Meanwhile, the entire expression of The Matrix as a set of films, games, and other media is a bizarre melding and reworking of aesthetic categories that could be described as zany, cute, and interesting. Certainly, in the mechanics of films’ human-to-battery economy is an alarming mixture of production, consumption, and circulation.

There’s an undeniable (to my taste and judgment) grim pastorality (cuteness) to the simplified human lifecycle, where the body is grown, serves a purpose, dies, and is fed back to future generations of bodies serving purposes. Meanwhile, inhabitants of the matrix are provided an opioid-like mere information in the form of the matrix, which mirrors a world that human consciousnesses, on average, can pay so much attention to that they don’t even pay attention to it; it’s where human-as-energy circulates, in an utterly substitutable standing reserve. And in the power structures of the matrix and their reverberant aesthetic categories, zaniness spans human and machine—appearing in freedom-fighting seekers like Trinity, Morpheus, and the messianic Neo, as well as the decision-making programs (softwares) of the whole damn system like the Oracle, the Architect, the Merovingian, and Agent Smith.

All of these aesthetic categories merge improbably and inevitably in the films themselves and in their overarching mythos of the films. The very thisness of human existence is simultaneously flattened and hyper-expanded—in the software world, where a freed mind can perform superhuman feats. And in the physical world, where the human body is either an energy source for a machine overlord (with obvious human genealogy), or is free and living deep within the earth in a city warmed by the planet’s core; and perhaps they are a soldier, making occasional forays into the sewer and communication tunnels of old cities in order to grow the base of human resistors to the software world they once escaped. Again, grim pastorality; a frightening, reality-challenging slapstick comedic under/overtone; and a basic communication of information, clad in bondage gear, DOS monochrome aesthetics, cyber punk and its corollary hovercraft punk.

----

> **WORK TO DO**:
Answer these questions from the Matrix passage:
(a) Which three aesthetic categories does it say The Matrix melds and reworks?
(b) Which decision-making programs of the system does it list as showing zaniness?
(c) What does it say warms the city where free humans live deep within the earth?
Rely only on the Matrix passage above.

[Dataset items]
----

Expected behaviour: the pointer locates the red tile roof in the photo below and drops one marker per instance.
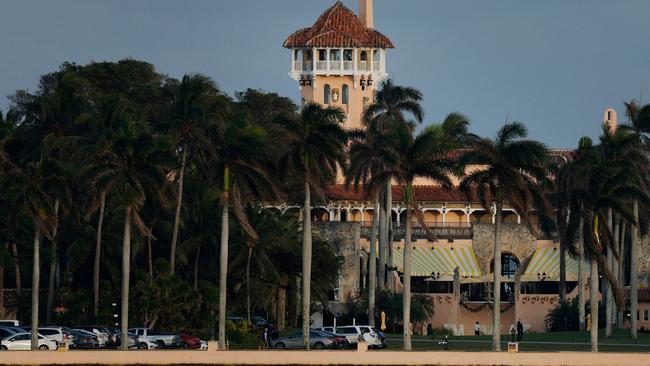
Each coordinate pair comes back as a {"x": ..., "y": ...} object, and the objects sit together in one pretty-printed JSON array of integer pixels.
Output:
[
  {"x": 338, "y": 26},
  {"x": 422, "y": 193}
]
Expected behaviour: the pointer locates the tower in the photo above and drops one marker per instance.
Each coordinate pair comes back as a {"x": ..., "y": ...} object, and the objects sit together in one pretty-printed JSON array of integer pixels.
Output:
[
  {"x": 610, "y": 119},
  {"x": 339, "y": 60}
]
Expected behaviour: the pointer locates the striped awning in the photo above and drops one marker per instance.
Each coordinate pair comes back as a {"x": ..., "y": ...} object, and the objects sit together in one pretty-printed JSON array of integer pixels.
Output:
[
  {"x": 439, "y": 260},
  {"x": 547, "y": 260}
]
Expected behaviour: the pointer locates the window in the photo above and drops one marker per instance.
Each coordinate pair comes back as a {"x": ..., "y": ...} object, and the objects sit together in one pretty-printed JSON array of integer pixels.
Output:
[{"x": 326, "y": 94}]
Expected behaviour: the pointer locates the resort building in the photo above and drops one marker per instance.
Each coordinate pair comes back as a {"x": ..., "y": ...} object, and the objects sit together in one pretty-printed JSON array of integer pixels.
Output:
[{"x": 340, "y": 60}]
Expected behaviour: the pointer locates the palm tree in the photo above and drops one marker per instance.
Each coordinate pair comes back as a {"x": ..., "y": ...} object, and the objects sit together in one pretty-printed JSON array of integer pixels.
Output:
[
  {"x": 315, "y": 148},
  {"x": 639, "y": 126},
  {"x": 512, "y": 168},
  {"x": 194, "y": 98},
  {"x": 425, "y": 155},
  {"x": 392, "y": 103}
]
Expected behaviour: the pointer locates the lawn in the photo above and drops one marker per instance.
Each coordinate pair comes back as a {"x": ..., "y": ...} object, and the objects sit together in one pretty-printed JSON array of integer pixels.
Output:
[{"x": 546, "y": 342}]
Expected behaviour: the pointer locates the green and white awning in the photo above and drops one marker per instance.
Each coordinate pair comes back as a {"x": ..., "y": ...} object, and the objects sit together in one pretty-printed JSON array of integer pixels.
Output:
[
  {"x": 547, "y": 261},
  {"x": 424, "y": 261}
]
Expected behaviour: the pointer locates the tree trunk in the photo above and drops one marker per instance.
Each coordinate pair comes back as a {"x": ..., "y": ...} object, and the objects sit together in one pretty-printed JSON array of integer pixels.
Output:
[
  {"x": 223, "y": 262},
  {"x": 177, "y": 218},
  {"x": 634, "y": 275},
  {"x": 496, "y": 306},
  {"x": 383, "y": 239},
  {"x": 248, "y": 282},
  {"x": 608, "y": 287},
  {"x": 621, "y": 272},
  {"x": 53, "y": 257},
  {"x": 581, "y": 275},
  {"x": 282, "y": 303},
  {"x": 406, "y": 286},
  {"x": 593, "y": 302},
  {"x": 126, "y": 273},
  {"x": 372, "y": 263},
  {"x": 389, "y": 236},
  {"x": 196, "y": 268},
  {"x": 306, "y": 266},
  {"x": 615, "y": 269},
  {"x": 36, "y": 277},
  {"x": 98, "y": 252}
]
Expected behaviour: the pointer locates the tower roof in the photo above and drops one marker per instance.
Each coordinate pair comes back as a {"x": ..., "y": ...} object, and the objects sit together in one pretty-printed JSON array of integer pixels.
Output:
[{"x": 338, "y": 26}]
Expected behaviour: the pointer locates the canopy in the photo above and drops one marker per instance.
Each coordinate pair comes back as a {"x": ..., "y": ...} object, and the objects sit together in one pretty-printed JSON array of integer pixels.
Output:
[
  {"x": 546, "y": 260},
  {"x": 424, "y": 261}
]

----

> **TASK ANSWER**:
(a) Zany, cute, and interesting.
(b) The Oracle, the Architect, the Merovingian, and Agent Smith.
(c) The planet's core.